Provided data START
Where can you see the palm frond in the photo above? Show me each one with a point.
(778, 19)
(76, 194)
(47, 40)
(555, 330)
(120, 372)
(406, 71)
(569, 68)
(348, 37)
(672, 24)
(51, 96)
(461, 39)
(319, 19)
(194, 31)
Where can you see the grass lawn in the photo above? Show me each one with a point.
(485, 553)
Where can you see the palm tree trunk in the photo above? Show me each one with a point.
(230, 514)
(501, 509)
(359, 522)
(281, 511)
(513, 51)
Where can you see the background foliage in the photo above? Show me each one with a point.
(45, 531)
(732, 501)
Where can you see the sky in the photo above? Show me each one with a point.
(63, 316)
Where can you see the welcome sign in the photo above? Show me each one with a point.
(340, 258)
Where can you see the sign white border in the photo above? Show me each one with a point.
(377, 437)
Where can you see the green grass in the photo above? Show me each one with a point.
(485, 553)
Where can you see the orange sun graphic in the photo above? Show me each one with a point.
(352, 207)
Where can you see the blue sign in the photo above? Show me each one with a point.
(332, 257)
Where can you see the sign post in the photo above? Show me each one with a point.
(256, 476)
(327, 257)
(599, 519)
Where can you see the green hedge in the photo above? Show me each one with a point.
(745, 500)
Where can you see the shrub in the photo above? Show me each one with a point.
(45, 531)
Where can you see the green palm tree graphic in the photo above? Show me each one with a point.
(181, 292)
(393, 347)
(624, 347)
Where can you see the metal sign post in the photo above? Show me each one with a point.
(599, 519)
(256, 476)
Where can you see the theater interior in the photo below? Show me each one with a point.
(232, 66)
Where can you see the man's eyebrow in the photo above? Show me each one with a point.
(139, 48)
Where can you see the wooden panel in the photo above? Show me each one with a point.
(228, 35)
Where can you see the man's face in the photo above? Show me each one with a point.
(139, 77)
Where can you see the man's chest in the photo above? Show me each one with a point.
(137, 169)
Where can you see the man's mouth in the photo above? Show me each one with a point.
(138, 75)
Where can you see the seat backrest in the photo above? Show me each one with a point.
Provided data END
* _Exercise_: Print the listing above in its entirety, with every line exact.

* _Solution for this task_:
Where can you see the palm frond in the photo above? Show me each one with a point.
(778, 19)
(76, 194)
(47, 40)
(555, 330)
(120, 372)
(406, 71)
(569, 68)
(348, 37)
(672, 24)
(51, 96)
(461, 39)
(319, 19)
(194, 31)
Where can you see the grass lawn in the photo above? Show me each one with a point.
(485, 553)
Where can you see the palm tree trunk in the photo above? Show me each one with a point.
(230, 514)
(501, 509)
(359, 522)
(281, 511)
(513, 51)
Where can you see the background foliage in the photo above? Show me each one with a point.
(45, 531)
(732, 501)
Where can you see the sky in the photo above? Show me each one with a point.
(63, 316)
Where can you see the welcome sign in the photo above? Show me each one with a point.
(340, 258)
Where can you see the sign white border in the photo above? Show me each one with a point.
(377, 437)
Where can you see the green grass in the photo above? Show me each one with a point.
(485, 553)
Where can you see the orange sun graphic in the photo above? Show me each one with a point.
(352, 207)
Where can you see the blue sign in the photo above? Show me each one with a point.
(332, 257)
Where can you see the sign post in the photo above? Show me each one with a point.
(256, 476)
(327, 257)
(599, 519)
Where can you see the green hedge in the photo above? Show me each one with a point.
(745, 500)
Where can you see the shrub in the photo above? Show me each one with a point.
(45, 531)
Where can you see the green palm tree graphic in the photo above? Show me each one with a point.
(181, 292)
(393, 347)
(624, 347)
Where can you see the metal sign post in the photo above? Show me each one with a point.
(599, 519)
(256, 476)
Where can you see the theater interior in the photo below? Show me each one with a point.
(232, 66)
Where can you see the man's eyebrow in the photo above? Show me each one with a point.
(139, 48)
Where can you see the wooden panel in the photo above? Show me each one with a point.
(228, 35)
Where can you see the man's face in the photo above? Show me each one with a point.
(139, 77)
Where can you see the man's chest in the photo above? Show me each one with a point.
(137, 169)
Where can you see the man's mouth in the photo above? Show me each one with a point.
(138, 75)
Where can you see the seat backrest in the photo above? Show me each one with a point.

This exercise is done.